▶ _Goal of the exercise_
List every line in the records below that contains the word "biplane", copying each such line in full.

▶ _Supplied data_

>> Begin

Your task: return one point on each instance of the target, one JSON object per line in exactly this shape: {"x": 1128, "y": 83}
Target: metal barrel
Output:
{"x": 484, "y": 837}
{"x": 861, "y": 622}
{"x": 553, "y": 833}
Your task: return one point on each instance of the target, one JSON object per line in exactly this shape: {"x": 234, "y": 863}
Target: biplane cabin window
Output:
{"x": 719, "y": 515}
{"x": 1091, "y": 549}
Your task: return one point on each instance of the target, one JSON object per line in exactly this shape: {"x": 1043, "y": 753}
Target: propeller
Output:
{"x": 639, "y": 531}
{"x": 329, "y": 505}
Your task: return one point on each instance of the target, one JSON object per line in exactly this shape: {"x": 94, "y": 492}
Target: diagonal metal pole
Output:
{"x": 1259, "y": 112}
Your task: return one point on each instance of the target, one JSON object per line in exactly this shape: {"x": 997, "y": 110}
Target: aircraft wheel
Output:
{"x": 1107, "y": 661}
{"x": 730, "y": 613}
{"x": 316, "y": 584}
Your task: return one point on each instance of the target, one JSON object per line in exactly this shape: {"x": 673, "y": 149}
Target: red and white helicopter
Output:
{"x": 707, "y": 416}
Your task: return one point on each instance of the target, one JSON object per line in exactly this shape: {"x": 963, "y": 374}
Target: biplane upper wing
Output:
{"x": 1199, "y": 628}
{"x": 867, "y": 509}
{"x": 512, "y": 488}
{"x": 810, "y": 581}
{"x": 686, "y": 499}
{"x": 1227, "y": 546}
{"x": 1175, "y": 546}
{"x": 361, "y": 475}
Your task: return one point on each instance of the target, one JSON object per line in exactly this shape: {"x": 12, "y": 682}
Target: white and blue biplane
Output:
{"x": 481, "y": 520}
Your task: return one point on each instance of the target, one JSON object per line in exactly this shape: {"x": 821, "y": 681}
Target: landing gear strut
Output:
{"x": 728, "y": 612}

>> End

▶ _The response_
Target: biplane cabin window
Target: biplane upper wing
Target: white and blue biplane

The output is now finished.